Location labeling records:

——

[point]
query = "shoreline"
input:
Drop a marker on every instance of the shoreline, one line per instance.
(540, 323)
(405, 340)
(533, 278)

——

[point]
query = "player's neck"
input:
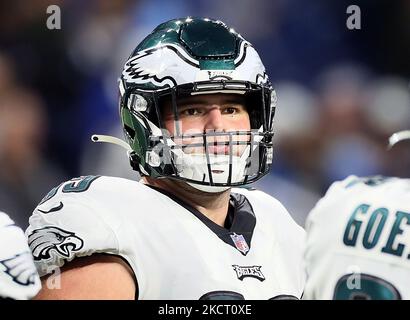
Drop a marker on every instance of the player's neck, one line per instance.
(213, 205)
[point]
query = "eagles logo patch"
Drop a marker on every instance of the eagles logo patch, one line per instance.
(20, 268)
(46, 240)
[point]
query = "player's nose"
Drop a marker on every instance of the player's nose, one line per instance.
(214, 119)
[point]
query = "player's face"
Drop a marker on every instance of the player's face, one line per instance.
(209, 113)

——

| GIVEN EXERCISE |
Pull out every line of the data above that contains the word "shoreline", and copy each one unchanged.

| RESULT |
query = "shoreline"
Drop a marker on every instance of the shoreline, one line per instance.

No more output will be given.